• TEXT SEGMENT
Barry and Judy Silverman College of Pharmacy, is a school of tertiary education in pharmacy, a branch of Nova Southeastern University. It offers an entry-level Doctor of Pharmacy program in three sites and an international program in Davie. The College also hosts a number of post-graduate residency programs. As of 2023, the college is tied for #79 of pharmacy schools in the United States.

==History==
The college admitted its first class in 1987 and was the only school of pharmacy in South Florida. Since its opening, the school has graduated over 6,000 alumni pursuing careers in healthcare.

The school's Bachelor of Science: Pharmacy program was dissolved on June 30, 1997, following a national trend mandating all future practicing pharmacists to pursue their Doctor of Pharmacy degree.

In March 2023, the school was named as the Barry and Judy Silverman College of Pharmacy in honor of Board of Trustees Vice Chair, Dr. Barry Silverman, and his wife, Judy.

==Programs==
The school offers four graduate programs:

- Doctor of Pharmacy (PharmD)

• PROVIDED INFORMATION
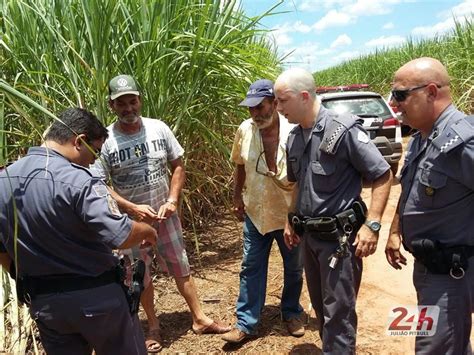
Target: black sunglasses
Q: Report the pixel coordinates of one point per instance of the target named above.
(263, 170)
(401, 95)
(97, 151)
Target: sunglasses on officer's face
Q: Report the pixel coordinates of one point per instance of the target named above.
(401, 95)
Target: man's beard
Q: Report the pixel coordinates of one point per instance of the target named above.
(129, 119)
(263, 122)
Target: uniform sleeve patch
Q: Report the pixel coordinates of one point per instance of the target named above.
(363, 137)
(100, 190)
(113, 206)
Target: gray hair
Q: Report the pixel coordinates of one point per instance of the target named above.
(297, 80)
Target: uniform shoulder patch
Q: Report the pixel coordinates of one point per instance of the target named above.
(77, 166)
(336, 127)
(100, 190)
(113, 206)
(455, 135)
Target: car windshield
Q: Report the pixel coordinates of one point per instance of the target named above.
(360, 106)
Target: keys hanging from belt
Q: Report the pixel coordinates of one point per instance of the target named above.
(342, 249)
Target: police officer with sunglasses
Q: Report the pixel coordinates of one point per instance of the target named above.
(435, 213)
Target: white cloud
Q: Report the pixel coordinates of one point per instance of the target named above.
(332, 19)
(385, 41)
(367, 8)
(463, 9)
(460, 12)
(301, 27)
(342, 40)
(430, 31)
(315, 5)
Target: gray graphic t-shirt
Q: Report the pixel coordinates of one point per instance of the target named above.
(137, 164)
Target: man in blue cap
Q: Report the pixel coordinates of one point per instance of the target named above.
(261, 197)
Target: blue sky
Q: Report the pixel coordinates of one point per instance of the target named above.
(323, 33)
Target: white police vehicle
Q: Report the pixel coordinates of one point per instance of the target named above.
(380, 121)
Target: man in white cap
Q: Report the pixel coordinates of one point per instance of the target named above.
(262, 195)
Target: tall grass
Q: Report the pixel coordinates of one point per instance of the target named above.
(455, 50)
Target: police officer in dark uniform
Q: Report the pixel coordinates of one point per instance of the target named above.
(328, 155)
(436, 208)
(58, 226)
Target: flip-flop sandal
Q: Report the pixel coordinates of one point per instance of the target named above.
(153, 341)
(213, 328)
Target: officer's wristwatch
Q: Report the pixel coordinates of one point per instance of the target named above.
(373, 225)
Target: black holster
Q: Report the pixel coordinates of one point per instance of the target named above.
(440, 259)
(330, 228)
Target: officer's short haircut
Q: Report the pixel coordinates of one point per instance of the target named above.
(298, 79)
(75, 121)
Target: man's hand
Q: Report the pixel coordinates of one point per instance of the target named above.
(239, 208)
(166, 210)
(144, 213)
(392, 251)
(290, 237)
(366, 242)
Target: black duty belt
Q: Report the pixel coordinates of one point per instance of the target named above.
(330, 228)
(38, 285)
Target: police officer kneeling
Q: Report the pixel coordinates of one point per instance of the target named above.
(67, 227)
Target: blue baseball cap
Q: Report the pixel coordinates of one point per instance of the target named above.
(257, 92)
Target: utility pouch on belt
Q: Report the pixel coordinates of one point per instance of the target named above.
(440, 259)
(330, 228)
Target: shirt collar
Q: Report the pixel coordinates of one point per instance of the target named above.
(441, 122)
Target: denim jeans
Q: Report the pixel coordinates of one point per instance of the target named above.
(253, 277)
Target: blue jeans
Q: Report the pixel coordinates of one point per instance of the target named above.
(253, 277)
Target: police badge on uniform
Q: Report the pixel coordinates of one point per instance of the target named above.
(113, 206)
(363, 137)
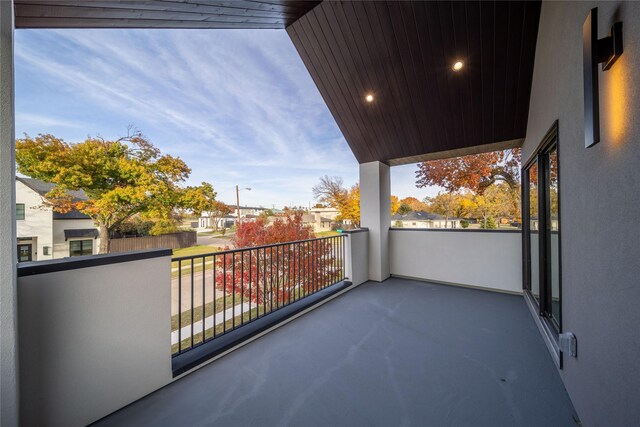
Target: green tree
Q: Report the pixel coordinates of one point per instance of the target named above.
(121, 177)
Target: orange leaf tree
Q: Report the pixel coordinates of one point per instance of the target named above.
(278, 263)
(121, 178)
(474, 172)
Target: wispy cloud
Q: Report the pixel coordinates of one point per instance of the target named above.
(238, 106)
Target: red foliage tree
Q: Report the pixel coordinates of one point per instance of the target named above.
(278, 263)
(475, 172)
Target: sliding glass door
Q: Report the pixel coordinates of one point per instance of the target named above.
(541, 220)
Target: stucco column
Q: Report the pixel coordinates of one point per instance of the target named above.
(375, 214)
(8, 294)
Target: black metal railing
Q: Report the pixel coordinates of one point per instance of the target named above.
(216, 293)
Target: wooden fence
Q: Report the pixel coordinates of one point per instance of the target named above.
(168, 241)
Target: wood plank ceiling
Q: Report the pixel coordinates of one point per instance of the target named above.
(236, 14)
(402, 53)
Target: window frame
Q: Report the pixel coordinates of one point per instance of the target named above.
(543, 310)
(82, 249)
(24, 212)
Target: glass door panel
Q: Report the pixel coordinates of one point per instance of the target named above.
(533, 232)
(541, 216)
(554, 233)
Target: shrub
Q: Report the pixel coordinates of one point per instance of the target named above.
(489, 223)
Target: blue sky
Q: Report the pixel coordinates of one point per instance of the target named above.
(238, 106)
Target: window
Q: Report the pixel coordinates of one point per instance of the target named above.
(20, 211)
(541, 244)
(80, 247)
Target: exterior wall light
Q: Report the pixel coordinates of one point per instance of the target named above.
(606, 51)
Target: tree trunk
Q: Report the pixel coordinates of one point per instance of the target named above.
(105, 239)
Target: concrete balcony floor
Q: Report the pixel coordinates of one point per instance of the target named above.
(400, 352)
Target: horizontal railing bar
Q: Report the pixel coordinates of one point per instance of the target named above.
(188, 257)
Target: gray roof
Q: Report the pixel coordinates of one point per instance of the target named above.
(417, 216)
(43, 188)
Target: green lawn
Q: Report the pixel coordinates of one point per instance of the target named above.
(195, 250)
(327, 233)
(197, 311)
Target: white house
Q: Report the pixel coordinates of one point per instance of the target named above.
(44, 234)
(317, 221)
(246, 212)
(422, 219)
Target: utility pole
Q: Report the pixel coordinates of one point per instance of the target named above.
(238, 203)
(238, 200)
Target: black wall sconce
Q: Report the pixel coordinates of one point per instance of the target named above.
(605, 51)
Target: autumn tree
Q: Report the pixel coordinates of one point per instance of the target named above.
(414, 204)
(331, 191)
(474, 172)
(444, 204)
(395, 204)
(202, 200)
(271, 270)
(404, 209)
(121, 177)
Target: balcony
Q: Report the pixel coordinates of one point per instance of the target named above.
(367, 353)
(398, 352)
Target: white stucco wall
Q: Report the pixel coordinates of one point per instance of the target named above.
(93, 339)
(483, 259)
(375, 214)
(60, 246)
(600, 268)
(37, 223)
(357, 252)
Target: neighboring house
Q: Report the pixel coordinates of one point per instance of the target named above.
(421, 219)
(225, 222)
(246, 212)
(44, 234)
(330, 213)
(317, 221)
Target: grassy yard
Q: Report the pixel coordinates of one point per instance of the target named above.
(195, 250)
(327, 233)
(208, 311)
(219, 329)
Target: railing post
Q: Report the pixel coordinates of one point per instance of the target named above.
(8, 289)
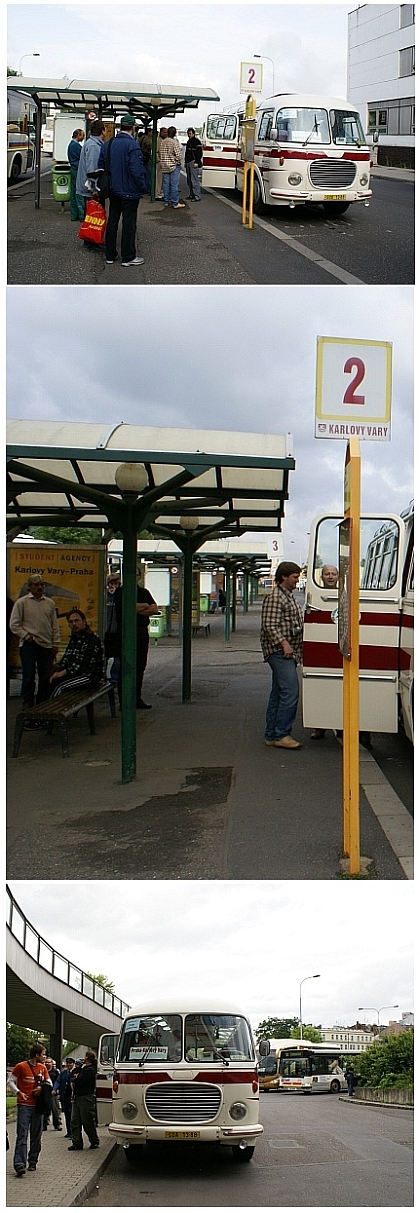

• TASK SET
**a)** Decide whether each statement agrees with the pharmacy college text. Answer yes or no, and quote the words from the text that settle it.
(i) The college admitted its first class in 1987.
(ii) The Bachelor of Science: Pharmacy program was dissolved in 2003.
(iii) The school offers five graduate programs.
**b)** Extend the pharmacy college text, starting after its last line.
The entries were taken from a different source than the pharmacy college text.

• ANSWERS IN ORDER
**a)**
(i) Yes: "The college admitted its first class in 1987"
(ii) No: "was dissolved on June 30, 1997"
(iii) No: "The school offers four graduate programs"

**b)**
- Doctor of Philosophy (Ph.D.) in Pharmaceutical Sciences
- Masters of Science (M.S.) in Pharmaceutical Sciences
- Masters of Science (M.S.) in Pharmaceutical Affairs

The school typically admits about 200 Doctor of Pharmacy students per class. Students and faculty at the Barry and Judy Silverman College of Pharmacy have the opportunity to participate in the Erasmus Program, an academic exchange program that only a few colleges participate in.

The college has several "medical outreach" programs globally, including in Guatemala and the Dominican Republic. They also participate in the International Pharmaceutical Federation's Pharmabridge program.